Records drawn from a collection:
start

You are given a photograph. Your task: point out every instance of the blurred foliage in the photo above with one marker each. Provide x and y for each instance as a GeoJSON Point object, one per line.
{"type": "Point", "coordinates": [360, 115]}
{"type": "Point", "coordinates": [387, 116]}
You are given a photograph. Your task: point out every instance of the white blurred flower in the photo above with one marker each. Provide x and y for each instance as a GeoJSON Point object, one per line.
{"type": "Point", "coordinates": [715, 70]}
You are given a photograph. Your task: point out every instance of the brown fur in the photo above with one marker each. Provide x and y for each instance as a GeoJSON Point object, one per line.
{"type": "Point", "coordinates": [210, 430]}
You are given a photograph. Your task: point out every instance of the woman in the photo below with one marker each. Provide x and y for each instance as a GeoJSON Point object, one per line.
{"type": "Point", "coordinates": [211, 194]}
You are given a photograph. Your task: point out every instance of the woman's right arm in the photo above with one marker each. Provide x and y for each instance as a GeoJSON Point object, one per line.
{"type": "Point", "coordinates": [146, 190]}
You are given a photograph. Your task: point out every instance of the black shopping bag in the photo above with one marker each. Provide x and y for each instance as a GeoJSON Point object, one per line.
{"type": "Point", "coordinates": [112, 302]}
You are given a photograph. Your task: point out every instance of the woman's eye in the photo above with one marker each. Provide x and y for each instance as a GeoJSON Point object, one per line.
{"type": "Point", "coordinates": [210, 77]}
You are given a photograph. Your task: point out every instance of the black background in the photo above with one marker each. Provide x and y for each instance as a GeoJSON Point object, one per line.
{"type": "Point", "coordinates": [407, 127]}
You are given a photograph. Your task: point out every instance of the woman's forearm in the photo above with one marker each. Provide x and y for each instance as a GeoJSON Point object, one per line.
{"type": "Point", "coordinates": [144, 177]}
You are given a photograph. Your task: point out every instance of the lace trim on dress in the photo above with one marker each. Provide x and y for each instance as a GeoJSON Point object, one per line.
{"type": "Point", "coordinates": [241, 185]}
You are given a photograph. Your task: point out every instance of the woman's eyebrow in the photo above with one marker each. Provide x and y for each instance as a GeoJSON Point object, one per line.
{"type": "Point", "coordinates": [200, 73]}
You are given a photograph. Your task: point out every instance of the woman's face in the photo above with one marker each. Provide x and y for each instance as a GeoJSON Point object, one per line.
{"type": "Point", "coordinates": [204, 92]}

end

» Instructions to follow: Recast every line of the listing above as a Markdown table with two columns, Row and Line. Number the rows in order and leave out blank lines.

» Response below:
| Row | Line |
|---|---|
| 1 | You are given a photograph. Your task: point out every instance of the blurred foliage in the photo above with one marker each. Provide x and y for each instance as a GeoJSON Point object, one per line. |
| 2 | {"type": "Point", "coordinates": [360, 115]} |
| 3 | {"type": "Point", "coordinates": [387, 116]} |
| 4 | You are given a photograph. Your task: point out every instance of the white blurred flower in the photo above with one marker each. Provide x and y for each instance as a GeoJSON Point object, one per line. |
| 5 | {"type": "Point", "coordinates": [715, 70]} |
| 6 | You are given a photograph. Your task: point out every instance of the brown fur in the photo above with one marker each. Provide x and y for each instance as a GeoJSON Point object, one per line. |
| 7 | {"type": "Point", "coordinates": [210, 430]} |
| 8 | You are given a photograph. Your task: point out every instance of the woman in the photo below with one marker each. Provide x and y for each instance as a GeoJSON Point object, one per line. |
| 9 | {"type": "Point", "coordinates": [211, 194]} |
| 10 | You are given a photograph. Your task: point out every instance of the woman's right arm in the photo above with one marker each. Provide x and y for each instance as a GeoJSON Point object, one per line. |
| 11 | {"type": "Point", "coordinates": [146, 190]} |
| 12 | You are given a photograph. Your task: point out every instance of the black shopping bag in the photo above with one marker each. Provide x and y for each instance as a GeoJSON Point object, one per line. |
| 13 | {"type": "Point", "coordinates": [112, 302]} |
| 14 | You are given a photograph. Your task: point out every instance of the woman's eye in the photo above with one marker each. Provide x and y for each instance as a GeoJSON Point object, one per line. |
| 15 | {"type": "Point", "coordinates": [210, 77]} |
| 16 | You are given a photograph. Your task: point out every instance of the black background in the photo above with one marker each. Provide x and y for each instance as a GeoJSON Point object, one per line. |
| 17 | {"type": "Point", "coordinates": [407, 127]} |
| 18 | You are given a photograph. Your task: point out every instance of the woman's forearm in the photo above with one marker each. Provide x and y for each instance as a GeoJSON Point object, one per line. |
| 19 | {"type": "Point", "coordinates": [144, 177]} |
| 20 | You are given a photograph. Your task: point out every instance of the lace trim on dress in the photo above with one marker each. Provide x and y for each instance as a GeoJSON Point object, one per line. |
| 21 | {"type": "Point", "coordinates": [241, 185]} |
| 22 | You are given a photograph. Your task: point out every instance of the woman's eyebrow in the photo above with one marker each. Provide x and y for each instance as a GeoJSON Point object, one per line. |
| 23 | {"type": "Point", "coordinates": [200, 73]} |
| 24 | You are given a photograph. Your task: point out every instance of the woman's face in the photo above with one marker each. Provide x and y for each instance as a GeoJSON Point object, one per line. |
| 25 | {"type": "Point", "coordinates": [204, 92]} |